Alarm is a 2008 Irish thriller film written and directed by Gerard Stembridge and starring Ruth Bradley and Aidan Turner.

Overview 
Alarm was filmed primarily in Dublin, Ireland.  The lead actors are Aidan Turner (known for his role as Kíli in the film series The Hobbit) and Ruth Bradley (known for playing Garda Lisa Nolan in Grabbers).

Premise 
After witnessing the murder of her father by burglars, Molly is living with friends and seeing a psychiatrist (Emmet Bergin) to deal with her panic attacks.  She dreams of finding a house where she can live alone.  Upon buying her dream house in a Dublin suburb, she gives a house-warming party and one of her friends brings along an old classmate of Molly's, Mal.  Molly had fancied Mal during school, and now they become a couple.  With a new house and a new boyfriend, things seem perfect.

However, her house is soon burgled again and again, although her neighbours are spared. Molly suspects that someone she knows might be involved.

Cast  
 Ruth Bradley as Molly
 Aidan Turner as Mal
 Owen Roe as Joe and Mossie
 Tom Hickey as Frank
 Anita Reeves as Jessie
 Emmet Bergin as Psychiatrist
 Alan Howley as Peter 
 Fionnuala Murphy as Receptionist 
 Alan Martin Walsh

Release 
Alarm was shown at the Irish cinema in 2008. On 30 November 2010 an American DVD was published by the IFC Film studios.

---+---

-- Requirement 1 --
Collect every line from the rows below that contains the string "field".

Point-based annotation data
---+---

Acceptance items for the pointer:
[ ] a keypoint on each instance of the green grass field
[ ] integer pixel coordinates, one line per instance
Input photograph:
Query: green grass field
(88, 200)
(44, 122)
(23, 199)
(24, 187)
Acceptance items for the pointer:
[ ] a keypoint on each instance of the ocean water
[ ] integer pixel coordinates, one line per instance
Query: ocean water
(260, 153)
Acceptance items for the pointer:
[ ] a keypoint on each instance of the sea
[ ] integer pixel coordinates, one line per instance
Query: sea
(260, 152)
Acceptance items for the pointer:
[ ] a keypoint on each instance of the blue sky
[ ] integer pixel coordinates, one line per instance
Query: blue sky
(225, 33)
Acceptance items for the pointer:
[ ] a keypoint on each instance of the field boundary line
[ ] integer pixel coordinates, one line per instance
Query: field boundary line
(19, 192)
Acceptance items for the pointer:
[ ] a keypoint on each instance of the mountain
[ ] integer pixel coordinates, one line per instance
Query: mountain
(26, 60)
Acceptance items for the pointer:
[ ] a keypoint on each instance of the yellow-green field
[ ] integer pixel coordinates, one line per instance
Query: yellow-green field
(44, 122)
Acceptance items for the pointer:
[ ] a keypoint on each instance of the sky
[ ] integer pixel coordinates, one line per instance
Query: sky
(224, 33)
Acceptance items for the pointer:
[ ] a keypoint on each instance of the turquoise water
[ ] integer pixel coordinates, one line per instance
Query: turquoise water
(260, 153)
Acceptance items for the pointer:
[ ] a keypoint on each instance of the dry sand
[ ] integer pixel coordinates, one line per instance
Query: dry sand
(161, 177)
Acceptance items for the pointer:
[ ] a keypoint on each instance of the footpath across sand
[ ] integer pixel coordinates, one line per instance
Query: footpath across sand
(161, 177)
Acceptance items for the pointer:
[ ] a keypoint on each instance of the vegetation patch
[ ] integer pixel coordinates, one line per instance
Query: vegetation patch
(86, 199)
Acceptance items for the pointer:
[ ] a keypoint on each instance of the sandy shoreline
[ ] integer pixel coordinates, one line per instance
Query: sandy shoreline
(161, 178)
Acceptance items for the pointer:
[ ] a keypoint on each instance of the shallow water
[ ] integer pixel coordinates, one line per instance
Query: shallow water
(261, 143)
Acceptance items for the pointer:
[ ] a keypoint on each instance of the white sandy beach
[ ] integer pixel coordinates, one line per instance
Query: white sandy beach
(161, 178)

---+---

-- Requirement 2 --
Answer these questions from the article on the film Alarm above:
(a) Where was the film primarily filmed?
(b) Which actor plays the psychiatrist?
(c) On what date was an American DVD published, and by which studio?

-- Task output 1 --
[ ] a keypoint on each instance of the green grass field
Query: green grass field
[ ] a keypoint on each instance of the field boundary line
Query: field boundary line
[ ] a keypoint on each instance of the yellow-green field
Query: yellow-green field

-- Task output 2 --
(a) Dublin, Ireland.
(b) Emmet Bergin.
(c) 30 November 2010, by the IFC Film studios.